[Start of PROVIDED INFORMATION]

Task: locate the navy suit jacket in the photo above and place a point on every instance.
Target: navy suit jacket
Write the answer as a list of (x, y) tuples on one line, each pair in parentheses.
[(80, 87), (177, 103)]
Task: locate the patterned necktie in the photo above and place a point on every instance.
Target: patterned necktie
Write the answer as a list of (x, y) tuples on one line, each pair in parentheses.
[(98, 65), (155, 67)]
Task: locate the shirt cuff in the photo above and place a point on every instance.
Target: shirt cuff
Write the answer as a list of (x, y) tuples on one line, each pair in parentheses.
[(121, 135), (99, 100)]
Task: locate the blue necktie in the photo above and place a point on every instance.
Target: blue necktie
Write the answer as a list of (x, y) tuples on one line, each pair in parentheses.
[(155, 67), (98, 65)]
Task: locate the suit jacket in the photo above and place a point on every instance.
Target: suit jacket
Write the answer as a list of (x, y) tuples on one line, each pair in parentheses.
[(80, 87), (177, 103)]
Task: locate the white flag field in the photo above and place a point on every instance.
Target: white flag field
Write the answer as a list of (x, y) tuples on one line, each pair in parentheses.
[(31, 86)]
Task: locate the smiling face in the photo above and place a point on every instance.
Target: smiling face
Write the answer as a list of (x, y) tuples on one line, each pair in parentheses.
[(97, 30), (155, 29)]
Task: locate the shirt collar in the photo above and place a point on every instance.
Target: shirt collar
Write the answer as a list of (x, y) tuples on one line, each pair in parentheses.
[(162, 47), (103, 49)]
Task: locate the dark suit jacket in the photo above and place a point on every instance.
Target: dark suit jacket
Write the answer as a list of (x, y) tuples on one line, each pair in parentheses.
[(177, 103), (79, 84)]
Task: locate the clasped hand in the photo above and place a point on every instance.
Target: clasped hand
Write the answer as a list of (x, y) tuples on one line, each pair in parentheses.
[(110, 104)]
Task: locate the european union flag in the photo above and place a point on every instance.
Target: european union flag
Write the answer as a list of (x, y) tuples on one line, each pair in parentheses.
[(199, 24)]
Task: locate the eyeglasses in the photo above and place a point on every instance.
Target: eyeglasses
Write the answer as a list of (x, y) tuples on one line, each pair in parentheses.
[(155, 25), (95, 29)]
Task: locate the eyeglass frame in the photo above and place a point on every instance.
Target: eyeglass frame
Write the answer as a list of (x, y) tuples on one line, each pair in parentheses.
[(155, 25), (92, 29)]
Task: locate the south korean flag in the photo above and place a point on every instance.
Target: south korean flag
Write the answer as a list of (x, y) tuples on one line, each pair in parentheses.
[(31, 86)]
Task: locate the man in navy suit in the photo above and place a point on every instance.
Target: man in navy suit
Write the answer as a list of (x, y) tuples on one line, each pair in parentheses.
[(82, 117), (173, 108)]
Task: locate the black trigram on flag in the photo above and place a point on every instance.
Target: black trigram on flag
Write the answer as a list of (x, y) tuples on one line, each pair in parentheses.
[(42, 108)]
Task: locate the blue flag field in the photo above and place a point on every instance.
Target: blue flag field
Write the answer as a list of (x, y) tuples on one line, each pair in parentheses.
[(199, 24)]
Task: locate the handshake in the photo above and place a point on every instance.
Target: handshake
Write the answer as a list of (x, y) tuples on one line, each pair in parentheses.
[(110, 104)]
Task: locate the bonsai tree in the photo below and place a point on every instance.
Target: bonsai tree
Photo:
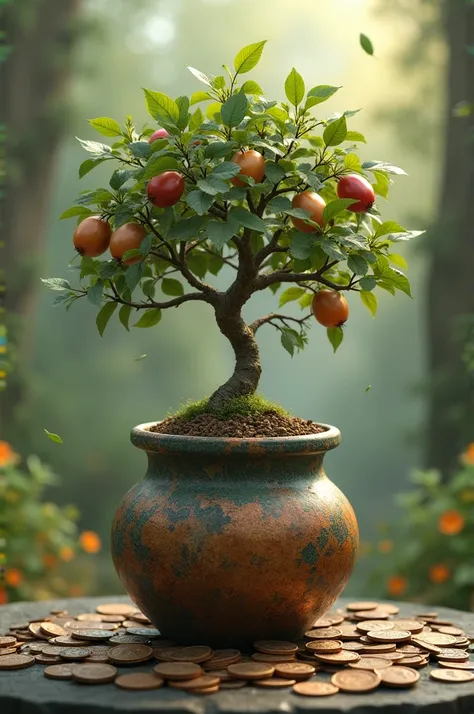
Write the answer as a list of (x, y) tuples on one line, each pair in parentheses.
[(268, 190)]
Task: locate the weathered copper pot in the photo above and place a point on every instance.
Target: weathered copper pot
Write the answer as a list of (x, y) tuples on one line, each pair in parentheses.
[(230, 540)]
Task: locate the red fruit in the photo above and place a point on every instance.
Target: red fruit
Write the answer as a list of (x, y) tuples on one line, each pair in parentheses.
[(314, 204), (357, 187), (252, 164), (166, 189), (158, 134), (92, 237), (330, 308), (127, 237)]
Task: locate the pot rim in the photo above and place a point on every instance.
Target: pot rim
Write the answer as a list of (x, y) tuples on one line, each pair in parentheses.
[(154, 442)]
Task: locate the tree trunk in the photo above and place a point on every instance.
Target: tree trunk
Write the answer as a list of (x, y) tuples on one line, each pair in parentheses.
[(450, 290), (244, 381), (32, 85)]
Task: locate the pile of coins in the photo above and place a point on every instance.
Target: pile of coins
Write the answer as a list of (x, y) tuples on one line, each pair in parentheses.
[(362, 648)]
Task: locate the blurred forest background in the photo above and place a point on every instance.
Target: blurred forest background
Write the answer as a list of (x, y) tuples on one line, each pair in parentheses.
[(71, 60)]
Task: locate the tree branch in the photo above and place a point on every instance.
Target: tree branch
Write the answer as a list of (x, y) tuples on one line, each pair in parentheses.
[(268, 319)]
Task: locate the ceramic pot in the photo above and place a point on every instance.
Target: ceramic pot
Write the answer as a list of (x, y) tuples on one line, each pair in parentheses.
[(226, 541)]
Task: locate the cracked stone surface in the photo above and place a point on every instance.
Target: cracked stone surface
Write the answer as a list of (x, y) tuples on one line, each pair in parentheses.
[(29, 692)]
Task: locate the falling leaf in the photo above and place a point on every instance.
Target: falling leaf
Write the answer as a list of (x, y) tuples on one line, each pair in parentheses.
[(53, 437)]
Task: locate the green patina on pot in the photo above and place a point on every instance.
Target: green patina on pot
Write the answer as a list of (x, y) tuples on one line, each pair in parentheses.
[(230, 540)]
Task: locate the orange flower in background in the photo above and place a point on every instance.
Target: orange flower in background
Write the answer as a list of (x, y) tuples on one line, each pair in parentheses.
[(385, 546), (13, 577), (7, 455), (90, 542), (396, 585), (439, 573), (450, 523), (468, 456), (67, 553), (50, 561)]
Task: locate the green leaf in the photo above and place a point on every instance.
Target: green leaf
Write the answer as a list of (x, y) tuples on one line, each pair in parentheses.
[(384, 167), (251, 87), (53, 437), (124, 315), (335, 133), (106, 126), (172, 287), (366, 44), (370, 301), (234, 109), (104, 316), (199, 201), (333, 208), (200, 96), (294, 88), (320, 94), (56, 283), (248, 57), (76, 211), (220, 232), (247, 219), (335, 336), (94, 294), (357, 264), (355, 136), (161, 107), (90, 164), (150, 318), (291, 294), (200, 75)]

[End of PROVIDED INFORMATION]

GIVEN EXERCISE | Copy out every one of the entries above word for word, leaving out the pictures.

SOLUTION TO THIS PROBLEM |
Task: locate the navy suit jacket in the photo above and place a point on every instance.
Target: navy suit jacket
Write the answer as a list of (x, y) tuples on one line, each pair in parentheses.
[(80, 87), (177, 103)]
Task: locate the patterned necktie in the photo above and place a point on every instance.
Target: patterned necktie
Write the answer as a list of (x, y) tuples on one line, each pair in parentheses.
[(98, 65), (155, 67)]
Task: locate the shirt cuff in the photo above and place a point on every instance.
Target: shirt cuff
Write the answer as a list of (x, y) tuples on one line, each pair in parentheses.
[(121, 135), (99, 100)]
Task: locate the blue necktie in the photo above and place a point on every instance.
Target: blue necktie
Write the answer as a list of (x, y) tuples on one line, each pair in parentheses.
[(155, 67), (98, 65)]
Task: locate the suit jacket in the photo above and place a point on every instance.
Target: suit jacket
Write the answer as a list of (x, y) tuples on one line, each pair in parentheses.
[(80, 87), (177, 103)]
Task: locate the white flag field in the photo above and place a point on every instance.
Target: white flag field
Write the answer as a list of (x, y) tuples on one line, each pair in parentheses.
[(31, 86)]
Task: locate the smiling face in the photo above and place a point on every instance.
Target: smiling face
Write the answer as a list of (x, y) tuples on one line, each pair in parentheses.
[(97, 30), (155, 29)]
Task: locate the shirt collar in the photo above and place a point on every instance.
Target: shirt collar
Write the answer as a list of (x, y) tuples on one line, each pair in parentheses.
[(162, 47), (103, 49)]
Task: locate the dark suit jacket in the photo above and place a point on every instance.
Target: dark suit jacket
Write the answer as a list of (x, y) tuples on one line, each pair in parentheses.
[(177, 103), (79, 84)]
Task: locate the clasped hand in the photo above and place a point on every instance.
Target: clasped hand
Write the answer as a list of (x, y) tuples on one line, each pair in parentheses.
[(110, 104)]
Task: locate the european union flag in the photo above and place a point on every instance.
Target: european union flag
Write the answer as a list of (x, y) tuples on one line, each pair in parentheses.
[(199, 24)]
Task: locate the eyeglasses in the photo above and place a point on every instance.
Target: eyeglasses
Write the answer as a list of (x, y) tuples on one line, each pair in parentheses.
[(155, 25), (95, 29)]
Task: locate the eyeglass frame in the photo above and place a point on every instance.
Target: eyeglass frame
Write the answer as a list of (x, y) tuples on one line, each pair in parentheses.
[(155, 25), (92, 29)]
Task: locate the south korean flag in the photo above and place a point on every instance.
Target: south korean flag
Write the answer as a list of (x, y) tuples on one line, each pair in parentheses.
[(31, 86)]
Task: locate the man in navy suit in the photo above and place a point on every instance.
Target: man in navy suit
Write the answer as a list of (x, y) tuples on one line, each pair in parentheses.
[(82, 117), (173, 108)]
Task: locate the black trigram on flag in the photo above and place a point on every instance.
Target: black trigram on flag
Write the answer as a list of (x, y) tuples on one line, each pair in parentheses.
[(42, 108)]
Task: locate the blue flag field in the photo above and place a point on every instance.
Target: blue flag field
Write the answer as a list of (x, y) tuples on one line, each pair in parentheses.
[(199, 24)]
Task: locate the handshake in the photo above and place a point on every instance.
Target: handshake
Write the answer as a list of (x, y) tuples on one line, each pair in parentheses.
[(110, 104)]
Task: locate the bonsai tree in the photo below and place a point on every instance.
Target: bonsai tree
Photo:
Write the answer as a list of (x, y) tuples on one line, each pair in parentheses.
[(268, 190)]
Task: locate the weathered copper pot in the photo above and place a point on every instance.
Target: weathered copper pot
Write the answer as a list of (x, y) tuples on one line, each pair in parentheses.
[(230, 540)]
Task: locate the red fruit in the photo above and place a point on every instance.
Target: red fruit
Write the answer as a list of (x, y) tuples on one line, each pair in parentheses.
[(314, 204), (357, 187), (252, 164), (166, 189), (158, 134), (92, 237), (330, 308), (127, 237)]
Task: locate the pot rim in the photo above and place a point on every instance.
Target: pot rim
Write the answer as a list of (x, y) tuples on one line, each pair in parentheses.
[(154, 442)]
Task: locate the tree trunk in the photo above and place a point on every instance.
Target: tree trunk
Write the answer as a list of (x, y) tuples on one line, each pair in parentheses.
[(450, 290), (244, 381), (32, 85)]
Task: locate the pile of coins in the photo above and place a point on every instance.
Target: pile of coins
Write the answer as a list of (x, y) tuples on one line, each pair in parentheses.
[(362, 648)]
Task: locate the blurred forest background in the photo above and place a point on every instance.
Target: blurred forest background
Write the answer as a list of (x, y) tuples on one line, each pair in parentheses.
[(71, 60)]
Task: locate the tree branch in the photo above and place a point on every instance.
Target: tree branch
Write the answer as a list of (x, y) tuples on one line, each pair in parentheses.
[(268, 319)]
Task: locate the ceramic pot in the photo above and place a point on every instance.
Target: ceramic pot
Write the answer as a list of (x, y) tuples on one line, each pair in parentheses.
[(226, 541)]
Task: locate the cracked stone surface in the photo above and place a point on every instance.
Target: cracked stone surface
Write the answer as a list of (x, y) tuples on one line, each pair in parentheses.
[(29, 692)]
Task: locate the falling leaf in the photo above and place a point on every instance.
Target: falling leaf
Write the answer as a list of (x, y) tuples on one line, each pair in parentheses.
[(53, 437)]
Task: locate the green patina on pot in the photo above and place a point on every instance.
Target: green patina on pot
Write the answer as a list of (x, y) tuples on one line, each pair in parentheses.
[(230, 540)]
Task: locate the orange flower in background in the photo above and place a point on every instance.
Target: orange flower in background
Write the answer as a list of (x, y) tuples on one line, each pair in parentheses.
[(385, 546), (13, 577), (7, 455), (90, 542), (396, 585), (439, 573), (450, 523), (468, 456), (67, 553), (50, 561)]
Task: locate the green leaf in the photo above and place a point on every instance.
Target: green leaf
Write the answer as a list of (x, y) tuples on one line, each pair in parentheses.
[(384, 167), (251, 87), (53, 437), (124, 315), (335, 133), (106, 126), (172, 287), (366, 44), (370, 301), (234, 109), (104, 316), (199, 201), (333, 208), (200, 96), (294, 88), (320, 94), (56, 283), (248, 57), (76, 211), (220, 232), (247, 219), (335, 336), (94, 294), (357, 264), (355, 136), (161, 107), (90, 164), (150, 318), (291, 294), (200, 75)]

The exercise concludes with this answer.